Stated exercise 1 -
According to the article on David Nowakowski's WSOP bracelet win, what subject does he plan to study when he returns to college?
Stated exercise 2 -
Carry on the article about David Nowakowski's WSOP bracelet win from its last paragraph, keeping its tone and style.

* START Provided passage *

DAVID NOWAKOWSKI WINS $1,500 BUY-IN POT-LIMIT OMAHA HIGH-LOW SPLIT EVENT
Online poker grinder collects $203,113 top prize in Event #57
Pot-Limit Omaha specialist dominates final table and wins well-deserved victory
Canadian Timothy Vukson finishes as runner up
Tony Cousineau cashes again – his 74th in-the-money finish without a gold bracelet
MEET THE LATEST WSOP GOLD BRACELET CHAMPION
Name: David Nowakowski
Birthplace: Voorhees, NJ
Current Residence: Voorhees, NJ / Panama City, Panama
Marital Status: Single
Profession: Professional Poker Player (online)
Number of WSOP Cashes: 3
Number of WSOP Final Table Appearances: 1
Number of WSOP Gold Bracelet Victories (with this tournament): 1
Best Previous WSOP Finish: 10th (2016)
Total WSOP Earnings: $229,927
Personal Facts: Was an elite online player who acquired “Super Nova” status
“I played for five years at the WSOP, but then decided to take two years off just to play online poker down in Panama. I guess I picked the right time to come back.”
David Nowakowski is the newest member of poker’s gold bracelet club.
The 28-year-old poker grinder originally from Voorhees, NJ won the $1,500 buy-in Pot-Limit Omaha High-Low Split tournament, which was played over three days and nights at the Rio in Las Vegas.
Nowakowski collected $203,113 in prize money, making this the biggest live win of his career. However, the online player who has spent considerable time out of the United States to pursue his profession has made considerable profits and even acquired “Super Nova” status at one of the world’s largest online sites.
"I played rush Omaha online, but haven’t played a lot of PLO High-Low recently,” Nowakowski said. “I definitely wanted to win this. It’s a dream come true. It’s still all a bit surreal to me.”
Nowakowski won his victory by coming out on top at a final table which included a mix of pros and semi-pros who were less accustomed to the pressures of playing for a WSOP title. The moment of triumph came when Nowakowski was up against two tough adversaries – Timothy Vukson and Marco Johnson – who finished in second and third place respectively. In fact, Nowakowski wiped out his last two challengers in just 15-minutes time, despite plenty of chips in play. By that time the blinds had escalated to the point where a few hands could determine the final outcome, which is exactly what happened.
Nowakowski has been living in Panama lately, where he’s spent much of his time playing online poker. However, Nowakowski has recently moved back to his native New Jersey. He plans to return to college in the fall and study accounting.
Despite the victory, Nowakowski knows the life of a professional poker player isn’t always easy. He’s worked hard at his craft, but also realizes there are other things he wants to do with his life. He dropped out of college seven years ago when the games were lucrative, but also admits he’s gotten burned out somewhat by playing so much.
“I just decided to move back to the U.S. recently,” Nowakowski said. “I plan on returning back to school and finishing up my degree in the fall, so this win definitely helps.”

* END Provided passage *
* START Items *

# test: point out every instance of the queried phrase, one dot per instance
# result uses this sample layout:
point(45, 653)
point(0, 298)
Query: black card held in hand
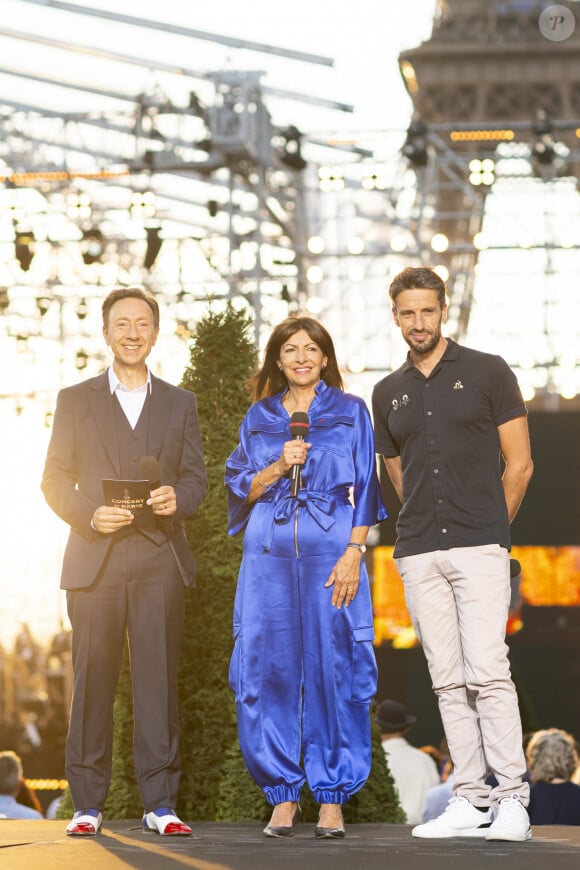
point(131, 495)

* END Items *

Output 1 -
Accounting.

Output 2 -
As for the future, Nowakowski was candid in his admission that poker might not figure in his future plans.
“I don’t really like poker all that much,” he said while semi-jokingly.
This tourney attracted 732 entrants which created a prize pool totaling $988,200. The top 110 finishers collected prize money.
Aside from the winner, here’s a brief report of the other top finishers who made the final table:
Second Place: Timothy Yukson, from Ottawa, ON (Canada) made quite a showing in his first WSOP final table appearance. After cashing deep in last year’s Colossus (30th place out of 22K entrants), he outmaneuvered another big field and took the runner up spot. Yukson collected $125,507.
Third Place: Marco Johnson, from Walnut Creek, CA was aiming for his second win at the ’16 series and third win overall, after winning his first WSOP title back in 2013. Johnson, winner of the $3K HORSE tourney (Event #18) made another deep run and ended up in third place. Johnson earned a well-deserved $87,192.
Fourth Place: James Alexander, from San Antonio, TX came in fourth. He’s now cashed six time at this year’s series, including three in-the-money finishes in the top-11. Alexander, surely someone to watch in future events, received $61,519.
Fifth Place: Kenneth Po, from Seven Hills, OH enjoyed his highest WSOP finish ever after coming in fifth place. Po collected $44,094. This was his fourth time in-the-money at the series.
Sixth Place: Colin Gelker, an accountant from Bellingham, WA came in sixth place. This was his second time to cash in a WSOP event. He collected $32,114.
Seventh Place: Stephen Johnson, from Eugene, OR cashed for the third time at the series with this deep run, which paid $23,772.
Eighth Place: Martin Staszko, from Trinec, Czech Republic came in eighth place. He is best known for finishing as runner up in the 2011 WSOP Main Event Championship. Staszko now has 23 cashes at the series. He added $17,890 to his career earnings, which now totals more than $5.5 million.
Ninth Place: Matt Lefkowitz, from Carmel Valley, CA rounded out the final table as the ninth-place finisher. He raked in $13,691 for what was his 31st time to finish in-the-money at the WSOP. Lefkowitz now has seven final table appearance, but is still without a gold bracelet, despite nearly $600,000 in career earnings.
OTHER NOTABLE IN-THE MONEY FINISHERS:
Phil Laak, a gold bracelet winner (2010), finished in 39th place.
Cliff Josephy, a two-time gold bracelet winner (2005, 2013), cashed in 42nd place.
Tony “TopCat” Cousineau cashed in 53rd place. He now has 74 in-the-money finishes at the WSOP dating back to 1999. That’s the most cashes by any player yet to win a gold bracelet.
Scott Clements, a two-time gold bracelet winner (2006, 2007), finished in 57th place. This was his 50th time to cash at the series.
Allan Le, only days removed from his first WSOP gold bracelet victory in Event #53, cashed again, this time in 58th place.
David “ODB” Baker, a gold bracelet winner (2012), took 60th place, which was his 54th career cash at the series.
The ages of participants ranged from 21 to 82. The eldest player in the field was George Hardie. The average age of participants was 41.
The breakdown of player nationalities for this event was 562 Americans and 170 players from elsewhere. The top five nations represented were the United States, Great Britain, Canada, Russia, and France.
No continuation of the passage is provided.